_Task details:_
Rewrite the stretch of records from the line containing "Wildlife-survey input: mark every instance of the shrub" through the line containing "point(51, 105)", reproducing every line in full and shifting each coordinate value by -149.

====== Information provided

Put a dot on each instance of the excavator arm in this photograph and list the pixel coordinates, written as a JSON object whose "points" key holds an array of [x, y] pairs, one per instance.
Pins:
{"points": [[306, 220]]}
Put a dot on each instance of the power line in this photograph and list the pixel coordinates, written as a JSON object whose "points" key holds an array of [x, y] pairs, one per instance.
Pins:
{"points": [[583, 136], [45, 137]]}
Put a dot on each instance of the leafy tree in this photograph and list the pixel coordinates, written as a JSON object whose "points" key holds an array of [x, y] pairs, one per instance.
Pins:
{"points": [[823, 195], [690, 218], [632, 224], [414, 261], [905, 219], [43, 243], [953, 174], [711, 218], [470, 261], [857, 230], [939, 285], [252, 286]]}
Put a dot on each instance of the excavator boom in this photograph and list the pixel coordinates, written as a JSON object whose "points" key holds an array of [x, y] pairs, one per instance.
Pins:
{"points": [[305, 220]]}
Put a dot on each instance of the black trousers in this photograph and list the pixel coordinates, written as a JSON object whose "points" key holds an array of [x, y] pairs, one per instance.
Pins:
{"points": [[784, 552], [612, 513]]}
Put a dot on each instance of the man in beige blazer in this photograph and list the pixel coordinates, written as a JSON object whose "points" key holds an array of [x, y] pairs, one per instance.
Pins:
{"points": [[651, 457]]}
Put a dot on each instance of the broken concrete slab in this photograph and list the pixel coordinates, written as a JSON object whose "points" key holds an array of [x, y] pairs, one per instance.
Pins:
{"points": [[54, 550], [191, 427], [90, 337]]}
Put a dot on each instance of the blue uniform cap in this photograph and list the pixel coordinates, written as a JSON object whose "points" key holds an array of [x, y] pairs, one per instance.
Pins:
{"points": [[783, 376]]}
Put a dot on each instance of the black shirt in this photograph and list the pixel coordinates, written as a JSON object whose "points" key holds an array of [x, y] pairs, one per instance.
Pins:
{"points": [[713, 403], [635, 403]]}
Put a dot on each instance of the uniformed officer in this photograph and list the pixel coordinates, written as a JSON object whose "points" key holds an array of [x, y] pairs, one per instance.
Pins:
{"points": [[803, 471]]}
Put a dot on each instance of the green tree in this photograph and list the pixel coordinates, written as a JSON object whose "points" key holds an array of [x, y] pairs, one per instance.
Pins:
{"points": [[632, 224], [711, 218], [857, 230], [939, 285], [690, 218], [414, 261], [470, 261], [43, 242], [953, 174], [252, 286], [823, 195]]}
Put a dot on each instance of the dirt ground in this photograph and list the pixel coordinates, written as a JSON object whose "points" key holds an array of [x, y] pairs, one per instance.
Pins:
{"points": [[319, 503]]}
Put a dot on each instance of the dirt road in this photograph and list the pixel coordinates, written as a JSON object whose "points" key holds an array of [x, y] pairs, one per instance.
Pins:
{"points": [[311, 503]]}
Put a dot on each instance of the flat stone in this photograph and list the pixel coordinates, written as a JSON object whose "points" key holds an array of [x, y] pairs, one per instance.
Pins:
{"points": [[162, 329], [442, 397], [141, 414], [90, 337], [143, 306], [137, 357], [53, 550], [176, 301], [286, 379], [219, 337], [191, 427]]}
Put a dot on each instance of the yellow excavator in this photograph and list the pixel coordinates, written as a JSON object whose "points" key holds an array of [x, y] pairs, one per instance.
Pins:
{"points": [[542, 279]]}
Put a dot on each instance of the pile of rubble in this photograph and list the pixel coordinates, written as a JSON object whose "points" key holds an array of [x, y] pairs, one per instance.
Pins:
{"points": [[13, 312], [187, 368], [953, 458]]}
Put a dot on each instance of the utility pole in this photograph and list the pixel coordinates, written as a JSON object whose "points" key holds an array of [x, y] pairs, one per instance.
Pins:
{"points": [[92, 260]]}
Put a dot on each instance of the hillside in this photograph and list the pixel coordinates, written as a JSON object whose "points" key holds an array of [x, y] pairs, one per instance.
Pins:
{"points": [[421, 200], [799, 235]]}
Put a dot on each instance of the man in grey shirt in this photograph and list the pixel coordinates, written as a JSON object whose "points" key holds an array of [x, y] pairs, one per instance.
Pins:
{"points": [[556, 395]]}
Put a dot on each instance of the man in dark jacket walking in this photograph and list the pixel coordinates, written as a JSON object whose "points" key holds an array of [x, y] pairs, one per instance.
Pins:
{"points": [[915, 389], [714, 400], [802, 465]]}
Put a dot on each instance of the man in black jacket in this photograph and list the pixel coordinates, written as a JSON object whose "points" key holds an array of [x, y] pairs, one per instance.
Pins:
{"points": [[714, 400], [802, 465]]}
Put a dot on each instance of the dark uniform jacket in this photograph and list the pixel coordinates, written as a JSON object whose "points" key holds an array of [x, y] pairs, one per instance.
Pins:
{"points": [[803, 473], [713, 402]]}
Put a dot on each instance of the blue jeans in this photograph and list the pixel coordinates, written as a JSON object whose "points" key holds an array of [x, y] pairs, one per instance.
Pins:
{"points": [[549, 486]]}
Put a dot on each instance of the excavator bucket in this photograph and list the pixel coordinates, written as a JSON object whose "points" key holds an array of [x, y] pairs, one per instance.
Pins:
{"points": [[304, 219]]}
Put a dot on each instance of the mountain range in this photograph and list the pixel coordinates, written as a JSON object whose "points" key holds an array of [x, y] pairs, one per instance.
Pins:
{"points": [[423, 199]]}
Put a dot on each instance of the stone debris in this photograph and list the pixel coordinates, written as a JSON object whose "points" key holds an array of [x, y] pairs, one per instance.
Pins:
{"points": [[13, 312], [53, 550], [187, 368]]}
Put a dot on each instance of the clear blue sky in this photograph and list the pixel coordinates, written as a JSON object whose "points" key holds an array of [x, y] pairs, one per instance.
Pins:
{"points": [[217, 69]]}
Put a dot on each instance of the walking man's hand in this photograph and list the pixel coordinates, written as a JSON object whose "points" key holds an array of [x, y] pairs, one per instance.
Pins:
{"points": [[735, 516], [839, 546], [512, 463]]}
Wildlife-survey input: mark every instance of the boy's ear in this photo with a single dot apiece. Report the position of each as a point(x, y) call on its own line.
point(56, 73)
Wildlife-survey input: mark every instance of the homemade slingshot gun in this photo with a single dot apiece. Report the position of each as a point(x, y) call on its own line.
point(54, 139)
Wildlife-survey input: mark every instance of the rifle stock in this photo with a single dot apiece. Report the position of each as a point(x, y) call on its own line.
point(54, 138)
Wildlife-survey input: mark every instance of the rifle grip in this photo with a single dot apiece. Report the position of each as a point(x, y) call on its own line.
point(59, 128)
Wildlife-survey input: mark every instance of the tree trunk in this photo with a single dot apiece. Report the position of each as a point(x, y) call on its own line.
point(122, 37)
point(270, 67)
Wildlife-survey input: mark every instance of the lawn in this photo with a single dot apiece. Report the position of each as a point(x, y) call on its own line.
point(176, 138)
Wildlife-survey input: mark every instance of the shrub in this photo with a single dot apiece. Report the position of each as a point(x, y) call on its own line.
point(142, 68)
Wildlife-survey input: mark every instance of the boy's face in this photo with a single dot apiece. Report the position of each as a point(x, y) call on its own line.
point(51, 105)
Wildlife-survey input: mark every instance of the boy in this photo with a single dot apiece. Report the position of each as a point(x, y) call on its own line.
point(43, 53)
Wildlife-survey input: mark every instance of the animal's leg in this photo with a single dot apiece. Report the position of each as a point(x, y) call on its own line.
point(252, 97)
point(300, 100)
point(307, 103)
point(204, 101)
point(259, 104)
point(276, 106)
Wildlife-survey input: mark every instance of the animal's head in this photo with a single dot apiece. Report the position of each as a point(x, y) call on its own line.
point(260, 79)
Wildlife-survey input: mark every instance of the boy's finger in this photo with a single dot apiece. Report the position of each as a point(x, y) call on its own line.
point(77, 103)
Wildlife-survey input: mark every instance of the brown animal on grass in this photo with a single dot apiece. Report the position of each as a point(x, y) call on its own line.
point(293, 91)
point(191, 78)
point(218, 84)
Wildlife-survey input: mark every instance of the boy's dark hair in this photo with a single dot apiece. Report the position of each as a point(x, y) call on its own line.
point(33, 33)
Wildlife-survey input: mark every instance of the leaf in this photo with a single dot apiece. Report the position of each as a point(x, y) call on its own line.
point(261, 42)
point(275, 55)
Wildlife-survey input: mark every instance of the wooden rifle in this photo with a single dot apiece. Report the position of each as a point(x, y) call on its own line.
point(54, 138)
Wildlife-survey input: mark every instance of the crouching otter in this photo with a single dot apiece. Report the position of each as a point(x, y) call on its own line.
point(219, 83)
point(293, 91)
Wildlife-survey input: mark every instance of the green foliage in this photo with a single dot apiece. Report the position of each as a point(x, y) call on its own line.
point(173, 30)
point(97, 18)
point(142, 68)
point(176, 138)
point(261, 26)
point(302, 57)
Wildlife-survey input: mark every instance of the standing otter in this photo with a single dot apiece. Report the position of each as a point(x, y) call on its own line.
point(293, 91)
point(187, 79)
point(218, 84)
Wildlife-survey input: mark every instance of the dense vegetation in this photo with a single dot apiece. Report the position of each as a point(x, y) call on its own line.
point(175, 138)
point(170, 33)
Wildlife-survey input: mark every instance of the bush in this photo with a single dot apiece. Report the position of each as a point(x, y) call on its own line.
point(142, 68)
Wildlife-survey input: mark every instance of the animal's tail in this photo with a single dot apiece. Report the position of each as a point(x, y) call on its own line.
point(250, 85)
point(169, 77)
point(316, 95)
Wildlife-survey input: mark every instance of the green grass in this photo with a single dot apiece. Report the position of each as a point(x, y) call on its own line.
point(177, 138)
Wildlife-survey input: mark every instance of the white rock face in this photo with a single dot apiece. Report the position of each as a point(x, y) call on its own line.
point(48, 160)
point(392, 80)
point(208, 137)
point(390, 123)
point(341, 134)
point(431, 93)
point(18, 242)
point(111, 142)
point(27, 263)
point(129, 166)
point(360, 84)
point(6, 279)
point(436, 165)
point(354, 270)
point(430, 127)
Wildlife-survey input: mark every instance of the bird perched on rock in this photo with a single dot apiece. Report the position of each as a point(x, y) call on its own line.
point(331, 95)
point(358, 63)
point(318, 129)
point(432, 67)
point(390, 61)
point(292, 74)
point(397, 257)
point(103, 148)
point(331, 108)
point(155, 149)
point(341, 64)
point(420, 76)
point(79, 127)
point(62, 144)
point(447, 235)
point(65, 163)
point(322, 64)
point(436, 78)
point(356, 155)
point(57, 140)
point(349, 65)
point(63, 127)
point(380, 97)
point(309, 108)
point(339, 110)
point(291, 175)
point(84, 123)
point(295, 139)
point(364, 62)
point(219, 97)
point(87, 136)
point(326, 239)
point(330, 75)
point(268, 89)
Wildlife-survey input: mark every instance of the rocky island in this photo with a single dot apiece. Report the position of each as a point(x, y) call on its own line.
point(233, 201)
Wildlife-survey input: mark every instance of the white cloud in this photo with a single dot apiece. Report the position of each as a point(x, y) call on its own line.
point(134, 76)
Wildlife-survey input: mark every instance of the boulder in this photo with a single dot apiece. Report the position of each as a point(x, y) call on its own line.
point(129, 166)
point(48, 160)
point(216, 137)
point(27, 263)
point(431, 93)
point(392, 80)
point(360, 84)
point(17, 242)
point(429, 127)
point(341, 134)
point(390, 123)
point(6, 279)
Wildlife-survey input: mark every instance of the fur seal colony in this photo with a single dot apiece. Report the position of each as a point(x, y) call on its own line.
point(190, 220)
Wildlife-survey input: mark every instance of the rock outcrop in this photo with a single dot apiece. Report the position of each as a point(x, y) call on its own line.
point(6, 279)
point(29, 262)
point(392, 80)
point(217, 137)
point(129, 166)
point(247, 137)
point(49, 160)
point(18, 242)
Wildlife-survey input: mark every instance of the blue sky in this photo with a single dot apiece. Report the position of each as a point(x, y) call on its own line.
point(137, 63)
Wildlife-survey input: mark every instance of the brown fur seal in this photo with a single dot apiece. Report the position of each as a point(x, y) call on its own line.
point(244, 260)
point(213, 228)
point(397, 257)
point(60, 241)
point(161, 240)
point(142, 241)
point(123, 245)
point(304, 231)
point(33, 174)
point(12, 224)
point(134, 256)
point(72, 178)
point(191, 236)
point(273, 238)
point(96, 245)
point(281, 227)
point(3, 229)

============

_Output for this exercise:_
Wildlife-survey input: mark every instance of the shrub in this photo with a single dot apiece. Report the position of each as a point(x, y) call on its own line.
point(-7, -81)
Wildlife-survey input: mark every instance of the boy's face in this photo with a single dot apiece. Report the position of each as a point(x, y) call on its own line.
point(-98, -44)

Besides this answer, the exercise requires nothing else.